Problem requirements » Pictures aside, quote the whole listing exactly.

━━━━━━

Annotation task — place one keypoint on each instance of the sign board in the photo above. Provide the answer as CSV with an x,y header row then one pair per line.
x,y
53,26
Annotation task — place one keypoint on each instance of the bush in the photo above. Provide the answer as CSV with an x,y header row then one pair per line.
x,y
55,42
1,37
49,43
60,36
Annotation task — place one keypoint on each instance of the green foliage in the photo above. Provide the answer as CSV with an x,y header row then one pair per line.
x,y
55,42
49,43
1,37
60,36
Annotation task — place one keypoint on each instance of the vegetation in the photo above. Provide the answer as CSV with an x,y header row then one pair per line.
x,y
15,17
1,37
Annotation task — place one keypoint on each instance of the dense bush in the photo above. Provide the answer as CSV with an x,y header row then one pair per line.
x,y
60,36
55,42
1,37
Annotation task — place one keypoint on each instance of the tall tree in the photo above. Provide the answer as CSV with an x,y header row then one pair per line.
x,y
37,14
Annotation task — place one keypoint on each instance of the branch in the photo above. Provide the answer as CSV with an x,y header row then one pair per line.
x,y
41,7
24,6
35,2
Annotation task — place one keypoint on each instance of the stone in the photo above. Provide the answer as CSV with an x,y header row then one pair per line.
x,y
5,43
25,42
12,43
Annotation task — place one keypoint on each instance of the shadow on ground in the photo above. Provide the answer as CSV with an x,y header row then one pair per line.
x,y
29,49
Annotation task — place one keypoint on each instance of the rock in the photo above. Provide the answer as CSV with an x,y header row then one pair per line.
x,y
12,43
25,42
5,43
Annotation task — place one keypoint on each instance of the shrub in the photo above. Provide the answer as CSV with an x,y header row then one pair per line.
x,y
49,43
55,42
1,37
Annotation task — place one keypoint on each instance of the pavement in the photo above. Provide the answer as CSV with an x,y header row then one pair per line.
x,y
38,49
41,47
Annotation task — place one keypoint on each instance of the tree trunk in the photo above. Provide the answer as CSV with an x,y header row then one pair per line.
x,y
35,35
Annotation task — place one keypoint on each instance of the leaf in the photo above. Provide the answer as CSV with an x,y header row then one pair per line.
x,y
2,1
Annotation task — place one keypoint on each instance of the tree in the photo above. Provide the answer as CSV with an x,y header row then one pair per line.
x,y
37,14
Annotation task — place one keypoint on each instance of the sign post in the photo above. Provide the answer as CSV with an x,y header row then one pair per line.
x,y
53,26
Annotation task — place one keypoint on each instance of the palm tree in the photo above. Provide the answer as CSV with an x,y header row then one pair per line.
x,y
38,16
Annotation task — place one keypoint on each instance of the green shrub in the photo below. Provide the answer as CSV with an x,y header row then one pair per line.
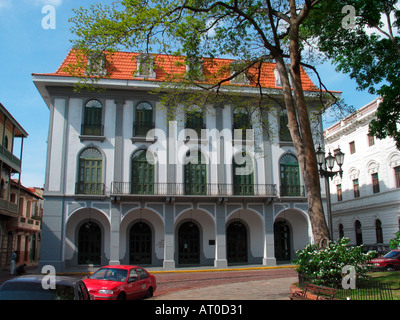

━━━━━━

Answer section »
Annotation task — place one keypoint on each instance of the sign board in the photo above. Provide the answer as CSV with an x,y header row then one pair per line.
x,y
53,26
Annotation task — place one keypoint on each instance of the bush in the photo above. Provide the answer as CSV with an x,y header row then one pair per line.
x,y
55,42
1,37
49,43
60,36
Annotation task — place one keypoint on each instance of the green foliage in the photo above. Provide the answer as CSV with an x,y header row then one pair per line.
x,y
55,42
49,43
1,37
60,36
Annotation task — place one keypoint on each instance of the vegetation in the photo above. Provide the answer as CSV with an x,y header row then one pair per line.
x,y
15,17
1,37
Annotation task — place one keypoint on each instance of the dense bush in the photo above. Provide the answer as CSV with an x,y header row then one pair per line.
x,y
60,36
55,42
1,37
Annotation task — place one keypoint on each instance of the tall tree in the photo above. Provide the answer as CSV with an x,y header row then one pair per line.
x,y
37,14
Annotation task — place one keypoint on each instance of the branch in the photo above. Provide the answer as CSV with an x,y header row then one pair per line.
x,y
41,7
24,6
35,2
Annotation task — place one keypoint on each instance of the stone in the photo above. Provide the answer as CSV with an x,y header row then one pair per line.
x,y
5,43
25,42
12,43
Annotation task — place one keypoint on each instance of the shadow on ground in the photo above. Provide the answer as CSV with an x,y header row then one pair per line.
x,y
29,49
Annotation task — place one keypoint on each instance of the rock in the photo above. Provide the answer as CSV with an x,y header row then one pair per line.
x,y
12,43
25,42
5,43
Annotation task — place one keypoint on each instance of the shrub in the photo above. Provide the answer as CSV with an x,y header row then one pair per line.
x,y
49,43
55,42
1,37
Annotation task — place one keypoint on each instance of the pavement in the photo above. Provide the answer as CSV with an x,y header row then one pair per line.
x,y
38,49
41,47
Annotation task — place one keypoint on each instance of the tree trunk in the photo above. Provide the answer as CSV with an x,y header row then one pair per line.
x,y
35,35
Annotation task — place one keypoint on each instance of the leaf in the photo above. Provide the answer as CSV with an x,y header row then one pair per line.
x,y
2,1
Annotation task — place one keypoint on each instance of the tree in the photo above. Provide the answer as CSV with an x,y header row then one pair per line.
x,y
37,14
Annotation task — place one keypoint on each instance of the sign post in the photo above. Provide the answer as CSV with an x,y header row then one pair per line.
x,y
53,26
Annotation task — place one keypoint on each instance of the palm tree in the photo above. Provide the answer as CSV with an x,y header row then one pair per line.
x,y
38,16
Annotation task — place one keypoint on each instance of the green shrub in the photo below. Provide the answer as CSV with an x,y header row then one pair per line.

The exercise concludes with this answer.